_Provided material_:

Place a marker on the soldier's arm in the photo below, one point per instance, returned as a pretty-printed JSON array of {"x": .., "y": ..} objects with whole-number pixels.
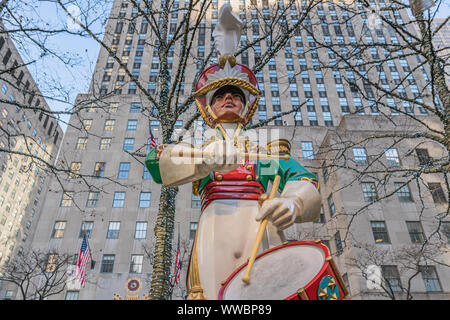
[{"x": 299, "y": 200}]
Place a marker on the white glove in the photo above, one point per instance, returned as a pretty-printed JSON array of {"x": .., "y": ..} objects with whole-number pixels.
[
  {"x": 222, "y": 156},
  {"x": 299, "y": 202},
  {"x": 281, "y": 211}
]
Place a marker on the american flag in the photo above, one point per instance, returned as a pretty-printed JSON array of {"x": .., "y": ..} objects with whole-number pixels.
[
  {"x": 177, "y": 271},
  {"x": 152, "y": 142},
  {"x": 83, "y": 258}
]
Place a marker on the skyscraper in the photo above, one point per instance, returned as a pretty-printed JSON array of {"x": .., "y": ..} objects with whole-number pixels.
[
  {"x": 116, "y": 207},
  {"x": 30, "y": 135}
]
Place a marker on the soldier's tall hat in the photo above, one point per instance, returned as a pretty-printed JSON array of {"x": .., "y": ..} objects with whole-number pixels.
[{"x": 227, "y": 72}]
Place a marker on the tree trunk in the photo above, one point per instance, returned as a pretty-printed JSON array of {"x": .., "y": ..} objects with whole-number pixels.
[{"x": 164, "y": 228}]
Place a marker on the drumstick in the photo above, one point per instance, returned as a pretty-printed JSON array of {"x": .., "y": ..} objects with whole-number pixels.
[
  {"x": 247, "y": 156},
  {"x": 259, "y": 235}
]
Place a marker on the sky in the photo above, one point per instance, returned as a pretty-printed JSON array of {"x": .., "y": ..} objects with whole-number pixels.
[
  {"x": 62, "y": 80},
  {"x": 66, "y": 80}
]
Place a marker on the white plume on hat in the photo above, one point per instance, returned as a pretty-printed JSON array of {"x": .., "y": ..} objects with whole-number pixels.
[{"x": 227, "y": 32}]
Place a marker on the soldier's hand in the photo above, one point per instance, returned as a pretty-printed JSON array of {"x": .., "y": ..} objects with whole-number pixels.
[
  {"x": 159, "y": 149},
  {"x": 222, "y": 156},
  {"x": 281, "y": 211}
]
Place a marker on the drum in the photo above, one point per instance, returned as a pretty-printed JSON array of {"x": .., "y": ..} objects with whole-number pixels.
[{"x": 301, "y": 270}]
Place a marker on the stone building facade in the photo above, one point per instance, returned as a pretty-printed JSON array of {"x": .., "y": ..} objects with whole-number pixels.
[{"x": 117, "y": 207}]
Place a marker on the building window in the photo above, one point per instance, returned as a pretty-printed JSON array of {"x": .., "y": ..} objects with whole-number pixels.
[
  {"x": 430, "y": 278},
  {"x": 58, "y": 229},
  {"x": 9, "y": 294},
  {"x": 437, "y": 193},
  {"x": 119, "y": 199},
  {"x": 144, "y": 199},
  {"x": 99, "y": 169},
  {"x": 359, "y": 155},
  {"x": 75, "y": 168},
  {"x": 71, "y": 295},
  {"x": 307, "y": 150},
  {"x": 107, "y": 263},
  {"x": 128, "y": 144},
  {"x": 346, "y": 282},
  {"x": 192, "y": 230},
  {"x": 52, "y": 259},
  {"x": 146, "y": 174},
  {"x": 424, "y": 157},
  {"x": 105, "y": 143},
  {"x": 392, "y": 157},
  {"x": 135, "y": 107},
  {"x": 124, "y": 170},
  {"x": 109, "y": 124},
  {"x": 87, "y": 124},
  {"x": 331, "y": 205},
  {"x": 113, "y": 230},
  {"x": 92, "y": 199},
  {"x": 379, "y": 231},
  {"x": 196, "y": 201},
  {"x": 81, "y": 144},
  {"x": 392, "y": 278},
  {"x": 67, "y": 199},
  {"x": 132, "y": 125},
  {"x": 446, "y": 229},
  {"x": 369, "y": 191},
  {"x": 325, "y": 173},
  {"x": 136, "y": 263},
  {"x": 338, "y": 242},
  {"x": 415, "y": 231},
  {"x": 403, "y": 192},
  {"x": 321, "y": 218},
  {"x": 86, "y": 229},
  {"x": 140, "y": 232}
]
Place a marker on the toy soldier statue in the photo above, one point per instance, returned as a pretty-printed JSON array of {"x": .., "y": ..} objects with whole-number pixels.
[{"x": 230, "y": 175}]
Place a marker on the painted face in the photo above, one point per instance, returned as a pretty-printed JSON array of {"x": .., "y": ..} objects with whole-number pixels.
[{"x": 227, "y": 105}]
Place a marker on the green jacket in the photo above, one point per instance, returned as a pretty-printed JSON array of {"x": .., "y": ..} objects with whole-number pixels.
[{"x": 289, "y": 170}]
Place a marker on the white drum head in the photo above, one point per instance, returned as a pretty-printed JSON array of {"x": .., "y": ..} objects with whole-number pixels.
[{"x": 277, "y": 274}]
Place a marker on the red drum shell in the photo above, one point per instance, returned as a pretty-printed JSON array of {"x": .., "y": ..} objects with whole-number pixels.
[{"x": 310, "y": 288}]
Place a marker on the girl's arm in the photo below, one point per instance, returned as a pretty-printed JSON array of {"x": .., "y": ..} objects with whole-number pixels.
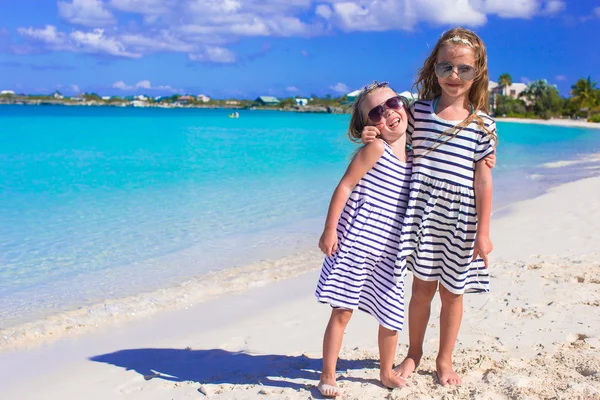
[
  {"x": 483, "y": 204},
  {"x": 362, "y": 162}
]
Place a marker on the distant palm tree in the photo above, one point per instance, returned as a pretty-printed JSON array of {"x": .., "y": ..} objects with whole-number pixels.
[
  {"x": 504, "y": 81},
  {"x": 585, "y": 94}
]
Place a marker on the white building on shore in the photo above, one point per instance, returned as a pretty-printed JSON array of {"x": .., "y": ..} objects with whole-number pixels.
[{"x": 513, "y": 90}]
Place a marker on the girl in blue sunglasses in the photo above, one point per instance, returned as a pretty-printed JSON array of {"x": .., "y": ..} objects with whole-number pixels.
[{"x": 445, "y": 234}]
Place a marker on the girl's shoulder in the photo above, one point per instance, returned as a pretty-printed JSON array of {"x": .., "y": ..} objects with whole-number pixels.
[
  {"x": 487, "y": 120},
  {"x": 423, "y": 105}
]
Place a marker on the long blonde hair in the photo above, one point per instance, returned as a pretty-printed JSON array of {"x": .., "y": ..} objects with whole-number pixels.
[
  {"x": 429, "y": 88},
  {"x": 357, "y": 120}
]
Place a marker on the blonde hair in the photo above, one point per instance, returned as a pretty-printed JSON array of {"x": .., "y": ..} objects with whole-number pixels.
[
  {"x": 357, "y": 120},
  {"x": 429, "y": 88}
]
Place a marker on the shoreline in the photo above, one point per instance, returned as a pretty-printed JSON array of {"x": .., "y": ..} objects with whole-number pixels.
[
  {"x": 569, "y": 123},
  {"x": 536, "y": 335},
  {"x": 84, "y": 319},
  {"x": 316, "y": 109}
]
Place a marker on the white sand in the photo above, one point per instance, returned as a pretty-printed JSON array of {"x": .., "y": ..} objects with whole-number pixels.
[
  {"x": 552, "y": 122},
  {"x": 535, "y": 336}
]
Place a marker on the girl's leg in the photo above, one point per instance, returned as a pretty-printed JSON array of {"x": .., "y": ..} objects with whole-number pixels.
[
  {"x": 388, "y": 340},
  {"x": 332, "y": 343},
  {"x": 450, "y": 318},
  {"x": 419, "y": 310}
]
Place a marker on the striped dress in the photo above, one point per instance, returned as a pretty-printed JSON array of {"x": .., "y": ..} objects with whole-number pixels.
[
  {"x": 438, "y": 231},
  {"x": 361, "y": 273}
]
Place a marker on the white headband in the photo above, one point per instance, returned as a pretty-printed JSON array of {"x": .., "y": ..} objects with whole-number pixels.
[{"x": 460, "y": 40}]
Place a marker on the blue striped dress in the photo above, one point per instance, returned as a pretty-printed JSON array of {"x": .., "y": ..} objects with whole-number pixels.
[
  {"x": 360, "y": 275},
  {"x": 438, "y": 231}
]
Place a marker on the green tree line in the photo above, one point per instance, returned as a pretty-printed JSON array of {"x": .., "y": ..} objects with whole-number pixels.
[{"x": 542, "y": 100}]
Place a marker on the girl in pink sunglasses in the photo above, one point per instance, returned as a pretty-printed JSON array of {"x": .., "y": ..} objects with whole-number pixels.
[
  {"x": 445, "y": 238},
  {"x": 362, "y": 233}
]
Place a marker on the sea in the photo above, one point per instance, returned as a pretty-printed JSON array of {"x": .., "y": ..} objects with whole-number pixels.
[{"x": 99, "y": 204}]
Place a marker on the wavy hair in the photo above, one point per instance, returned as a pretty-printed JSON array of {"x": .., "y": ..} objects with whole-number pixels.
[
  {"x": 429, "y": 88},
  {"x": 357, "y": 120}
]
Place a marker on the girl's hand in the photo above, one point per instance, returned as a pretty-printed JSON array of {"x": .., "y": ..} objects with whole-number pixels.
[
  {"x": 328, "y": 242},
  {"x": 490, "y": 160},
  {"x": 369, "y": 134},
  {"x": 483, "y": 247}
]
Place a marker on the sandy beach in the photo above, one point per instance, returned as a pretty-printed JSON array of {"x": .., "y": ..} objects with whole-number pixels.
[
  {"x": 536, "y": 336},
  {"x": 571, "y": 123}
]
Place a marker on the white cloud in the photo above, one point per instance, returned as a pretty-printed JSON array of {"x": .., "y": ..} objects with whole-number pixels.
[
  {"x": 163, "y": 41},
  {"x": 150, "y": 7},
  {"x": 146, "y": 85},
  {"x": 96, "y": 42},
  {"x": 85, "y": 12},
  {"x": 553, "y": 7},
  {"x": 93, "y": 42},
  {"x": 340, "y": 88},
  {"x": 143, "y": 85},
  {"x": 324, "y": 11},
  {"x": 205, "y": 28},
  {"x": 48, "y": 35},
  {"x": 212, "y": 54},
  {"x": 122, "y": 85}
]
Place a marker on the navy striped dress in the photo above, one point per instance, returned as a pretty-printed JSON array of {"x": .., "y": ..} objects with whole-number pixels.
[
  {"x": 360, "y": 275},
  {"x": 438, "y": 231}
]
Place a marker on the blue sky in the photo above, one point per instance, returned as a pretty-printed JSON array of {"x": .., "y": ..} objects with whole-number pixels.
[{"x": 245, "y": 48}]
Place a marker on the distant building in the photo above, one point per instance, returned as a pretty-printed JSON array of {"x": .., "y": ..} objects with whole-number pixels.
[
  {"x": 514, "y": 90},
  {"x": 351, "y": 97},
  {"x": 267, "y": 101},
  {"x": 185, "y": 99}
]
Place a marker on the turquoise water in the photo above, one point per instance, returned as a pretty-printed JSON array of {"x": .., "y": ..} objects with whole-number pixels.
[{"x": 99, "y": 203}]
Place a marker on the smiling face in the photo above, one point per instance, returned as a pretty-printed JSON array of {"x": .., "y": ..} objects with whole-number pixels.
[
  {"x": 392, "y": 124},
  {"x": 456, "y": 55}
]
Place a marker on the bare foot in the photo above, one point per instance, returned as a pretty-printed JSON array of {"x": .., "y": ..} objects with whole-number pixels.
[
  {"x": 407, "y": 366},
  {"x": 446, "y": 374},
  {"x": 391, "y": 380},
  {"x": 328, "y": 387}
]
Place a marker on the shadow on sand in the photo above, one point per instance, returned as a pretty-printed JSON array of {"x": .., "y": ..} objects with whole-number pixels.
[{"x": 216, "y": 366}]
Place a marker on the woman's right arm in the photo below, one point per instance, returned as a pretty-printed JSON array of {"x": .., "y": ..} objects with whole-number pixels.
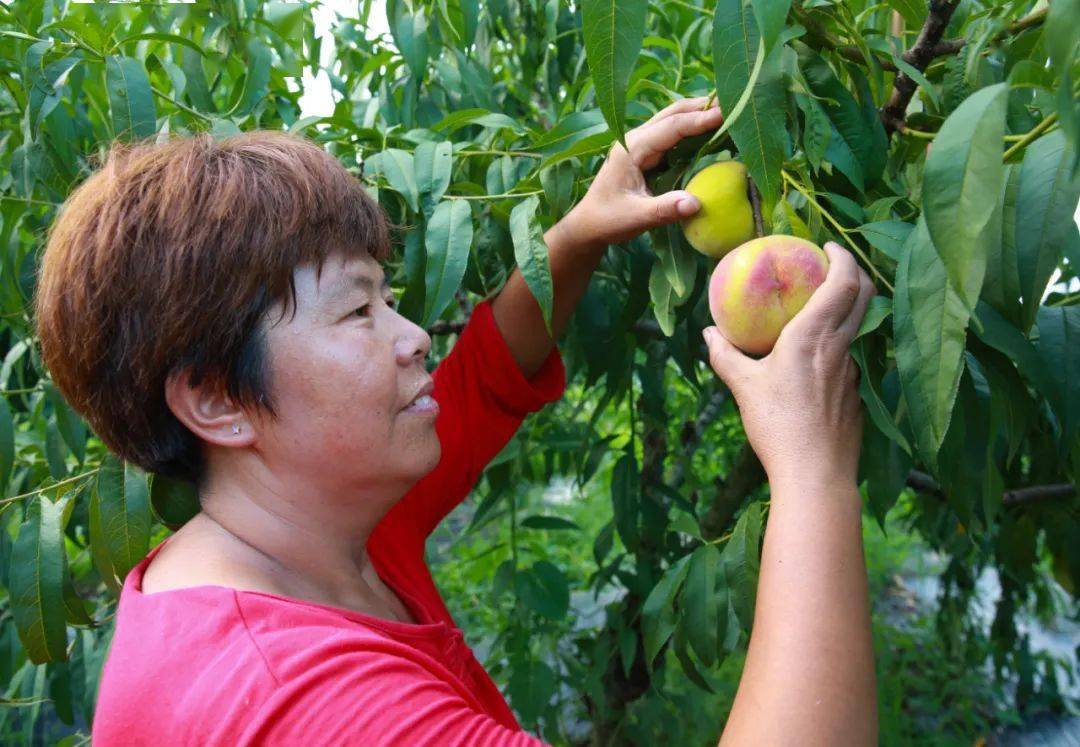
[{"x": 809, "y": 674}]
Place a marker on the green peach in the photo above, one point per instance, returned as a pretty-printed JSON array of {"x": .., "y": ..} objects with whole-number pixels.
[
  {"x": 726, "y": 218},
  {"x": 759, "y": 286}
]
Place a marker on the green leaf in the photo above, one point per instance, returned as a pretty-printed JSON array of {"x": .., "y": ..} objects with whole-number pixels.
[
  {"x": 859, "y": 139},
  {"x": 157, "y": 36},
  {"x": 999, "y": 334},
  {"x": 1044, "y": 225},
  {"x": 37, "y": 581},
  {"x": 433, "y": 163},
  {"x": 125, "y": 515},
  {"x": 409, "y": 30},
  {"x": 397, "y": 167},
  {"x": 286, "y": 17},
  {"x": 173, "y": 501},
  {"x": 131, "y": 99},
  {"x": 415, "y": 263},
  {"x": 817, "y": 131},
  {"x": 679, "y": 643},
  {"x": 98, "y": 545},
  {"x": 961, "y": 187},
  {"x": 929, "y": 327},
  {"x": 7, "y": 443},
  {"x": 770, "y": 15},
  {"x": 530, "y": 252},
  {"x": 70, "y": 425},
  {"x": 662, "y": 297},
  {"x": 1060, "y": 348},
  {"x": 613, "y": 30},
  {"x": 552, "y": 523},
  {"x": 571, "y": 128},
  {"x": 1062, "y": 42},
  {"x": 701, "y": 602},
  {"x": 197, "y": 90},
  {"x": 658, "y": 616},
  {"x": 888, "y": 236},
  {"x": 557, "y": 182},
  {"x": 544, "y": 589},
  {"x": 455, "y": 121},
  {"x": 742, "y": 561},
  {"x": 678, "y": 260},
  {"x": 758, "y": 131},
  {"x": 1001, "y": 286},
  {"x": 883, "y": 464},
  {"x": 448, "y": 240},
  {"x": 625, "y": 500},
  {"x": 531, "y": 686},
  {"x": 256, "y": 80},
  {"x": 503, "y": 174}
]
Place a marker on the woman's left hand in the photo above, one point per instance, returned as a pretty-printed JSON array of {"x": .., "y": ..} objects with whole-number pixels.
[{"x": 618, "y": 205}]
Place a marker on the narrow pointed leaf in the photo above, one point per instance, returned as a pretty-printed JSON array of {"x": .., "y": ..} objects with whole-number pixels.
[
  {"x": 929, "y": 326},
  {"x": 448, "y": 240},
  {"x": 961, "y": 187},
  {"x": 37, "y": 582},
  {"x": 1045, "y": 202},
  {"x": 530, "y": 253},
  {"x": 613, "y": 30},
  {"x": 131, "y": 99}
]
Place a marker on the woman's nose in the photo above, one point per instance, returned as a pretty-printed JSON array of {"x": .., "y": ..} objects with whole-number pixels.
[{"x": 413, "y": 344}]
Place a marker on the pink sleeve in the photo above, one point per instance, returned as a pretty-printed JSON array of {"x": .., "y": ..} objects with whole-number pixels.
[
  {"x": 375, "y": 698},
  {"x": 483, "y": 397}
]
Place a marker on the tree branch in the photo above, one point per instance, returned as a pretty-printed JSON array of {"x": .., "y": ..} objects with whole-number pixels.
[
  {"x": 954, "y": 45},
  {"x": 825, "y": 39},
  {"x": 746, "y": 474},
  {"x": 925, "y": 484},
  {"x": 918, "y": 56}
]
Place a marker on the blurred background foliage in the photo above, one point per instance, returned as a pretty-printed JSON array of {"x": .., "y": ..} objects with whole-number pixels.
[{"x": 604, "y": 568}]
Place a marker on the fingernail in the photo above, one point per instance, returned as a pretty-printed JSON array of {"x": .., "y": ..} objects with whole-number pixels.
[{"x": 687, "y": 205}]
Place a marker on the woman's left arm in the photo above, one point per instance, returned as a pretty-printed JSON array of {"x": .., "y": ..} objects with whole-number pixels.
[{"x": 617, "y": 207}]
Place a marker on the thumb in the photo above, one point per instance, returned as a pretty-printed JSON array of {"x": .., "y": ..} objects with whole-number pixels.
[
  {"x": 671, "y": 206},
  {"x": 729, "y": 363}
]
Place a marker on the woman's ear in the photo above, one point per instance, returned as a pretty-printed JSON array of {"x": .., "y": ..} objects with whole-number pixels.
[{"x": 207, "y": 410}]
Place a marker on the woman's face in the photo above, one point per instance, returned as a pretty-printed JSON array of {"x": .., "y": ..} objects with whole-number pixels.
[{"x": 348, "y": 380}]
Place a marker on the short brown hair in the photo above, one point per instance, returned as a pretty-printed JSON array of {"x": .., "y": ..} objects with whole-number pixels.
[{"x": 167, "y": 257}]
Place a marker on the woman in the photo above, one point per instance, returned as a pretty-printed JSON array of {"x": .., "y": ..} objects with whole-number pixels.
[{"x": 218, "y": 312}]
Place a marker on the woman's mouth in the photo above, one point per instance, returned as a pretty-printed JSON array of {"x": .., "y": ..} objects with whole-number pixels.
[{"x": 423, "y": 405}]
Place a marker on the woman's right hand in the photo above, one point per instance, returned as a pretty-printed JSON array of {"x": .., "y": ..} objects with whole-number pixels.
[{"x": 799, "y": 404}]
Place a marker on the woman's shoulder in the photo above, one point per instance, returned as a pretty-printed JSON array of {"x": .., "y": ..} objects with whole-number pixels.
[{"x": 194, "y": 558}]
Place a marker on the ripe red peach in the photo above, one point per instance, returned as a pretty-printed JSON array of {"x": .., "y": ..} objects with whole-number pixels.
[{"x": 760, "y": 285}]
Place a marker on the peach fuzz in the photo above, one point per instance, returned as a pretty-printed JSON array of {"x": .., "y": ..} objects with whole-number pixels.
[{"x": 760, "y": 285}]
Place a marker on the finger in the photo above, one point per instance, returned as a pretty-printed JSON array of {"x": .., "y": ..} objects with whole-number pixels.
[
  {"x": 849, "y": 327},
  {"x": 833, "y": 300},
  {"x": 729, "y": 363},
  {"x": 667, "y": 207},
  {"x": 851, "y": 372},
  {"x": 678, "y": 107},
  {"x": 652, "y": 140}
]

_Task goal_: Begin at the line containing "Place a marker on the ripe" and reproduce each line through the end of the records above.

_Exercise result_:
Place a marker on the ripe red peach in the photo above, one point per instance, returned as a pretty-printed JSON array of {"x": .., "y": ..} objects with whole-number pixels.
[{"x": 760, "y": 285}]
Place a marker on the peach fuzz in the photo above, one point per instance, returned as a pretty-printed JSON array of {"x": .., "y": ..} objects with whole-number pixels.
[{"x": 760, "y": 285}]
Place a marker on the finger in the photo above, one point per instance, returned as a pretty-printed JSON array of {"x": .., "y": ..} objects with whole-number pixels.
[
  {"x": 849, "y": 327},
  {"x": 833, "y": 300},
  {"x": 729, "y": 363},
  {"x": 667, "y": 207},
  {"x": 851, "y": 372},
  {"x": 678, "y": 107},
  {"x": 652, "y": 140}
]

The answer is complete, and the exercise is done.